(Stored items from a collection)
----------
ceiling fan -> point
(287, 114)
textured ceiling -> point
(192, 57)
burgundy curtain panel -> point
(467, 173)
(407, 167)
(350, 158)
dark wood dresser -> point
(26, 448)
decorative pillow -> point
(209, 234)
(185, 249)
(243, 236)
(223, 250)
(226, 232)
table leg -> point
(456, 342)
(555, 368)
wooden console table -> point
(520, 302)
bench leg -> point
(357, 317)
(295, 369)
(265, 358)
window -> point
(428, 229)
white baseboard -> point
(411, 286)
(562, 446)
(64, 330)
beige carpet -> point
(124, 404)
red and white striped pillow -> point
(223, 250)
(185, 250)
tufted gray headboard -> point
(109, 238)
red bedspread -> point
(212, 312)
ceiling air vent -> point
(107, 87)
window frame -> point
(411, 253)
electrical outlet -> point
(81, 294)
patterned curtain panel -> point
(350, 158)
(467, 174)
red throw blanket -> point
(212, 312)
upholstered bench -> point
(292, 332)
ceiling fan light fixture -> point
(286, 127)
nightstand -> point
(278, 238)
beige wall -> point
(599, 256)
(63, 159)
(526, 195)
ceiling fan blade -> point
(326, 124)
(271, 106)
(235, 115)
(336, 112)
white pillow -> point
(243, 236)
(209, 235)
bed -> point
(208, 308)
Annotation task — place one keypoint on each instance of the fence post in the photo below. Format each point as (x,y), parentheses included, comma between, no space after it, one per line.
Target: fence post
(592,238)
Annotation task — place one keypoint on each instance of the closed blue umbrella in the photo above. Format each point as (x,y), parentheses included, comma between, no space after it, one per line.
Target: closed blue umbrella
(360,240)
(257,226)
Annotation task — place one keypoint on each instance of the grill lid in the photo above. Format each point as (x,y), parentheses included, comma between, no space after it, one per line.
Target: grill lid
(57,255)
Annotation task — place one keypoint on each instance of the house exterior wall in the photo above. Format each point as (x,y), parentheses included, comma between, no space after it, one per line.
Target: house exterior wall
----------
TASK TO COMPLETE: Exactly as written above, reproduce all of the entries.

REPLY TO THE TASK:
ceiling fan -> point
(287, 114)
textured ceiling -> point
(192, 57)
burgundy curtain panel -> point
(467, 173)
(407, 167)
(350, 158)
dark wood dresser -> point
(26, 448)
decorative pillow -> point
(209, 234)
(185, 249)
(243, 236)
(223, 250)
(226, 232)
table leg -> point
(456, 342)
(555, 368)
wooden console table -> point
(520, 302)
bench leg -> point
(357, 317)
(295, 369)
(265, 358)
window -> point
(428, 229)
white baseboard -> point
(411, 286)
(562, 446)
(64, 330)
beige carpet -> point
(124, 404)
red and white striped pillow -> point
(223, 250)
(185, 250)
tufted gray headboard -> point
(109, 238)
red bedspread -> point
(212, 312)
ceiling air vent -> point
(107, 87)
window frame -> point
(411, 253)
electrical outlet -> point
(81, 294)
patterned curtain panel -> point
(350, 158)
(467, 174)
red throw blanket -> point
(212, 312)
upholstered bench -> point
(292, 332)
ceiling fan light fixture -> point
(286, 127)
nightstand -> point
(278, 238)
beige wall -> point
(599, 256)
(63, 159)
(526, 195)
ceiling fan blade -> point
(326, 124)
(271, 106)
(235, 115)
(336, 112)
white pillow -> point
(243, 236)
(209, 235)
bed -> point
(208, 308)
Annotation task — place one keypoint on each instance of the fence post in the photo below. Format each point as (x,y), parentheses included, comma between, no space after it, one per line.
Target: fence post
(592,238)
Annotation task — place one keypoint on each instance of the closed blue umbrella in the photo above. Format each point as (x,y), parentheses included, comma between, no space after it, one per line.
Target: closed blue umbrella
(360,240)
(257,226)
Annotation task — place one keypoint on each instance of the grill lid in the photo above. Format each point as (x,y), parentheses included, comma between, no space after it, one per line.
Target: grill lid
(57,255)
Annotation task — place one keypoint on each instance of the house exterior wall in the photo above. Format each point as (x,y), parentheses included, comma between, no space after it, one per line.
Target: house exterior wall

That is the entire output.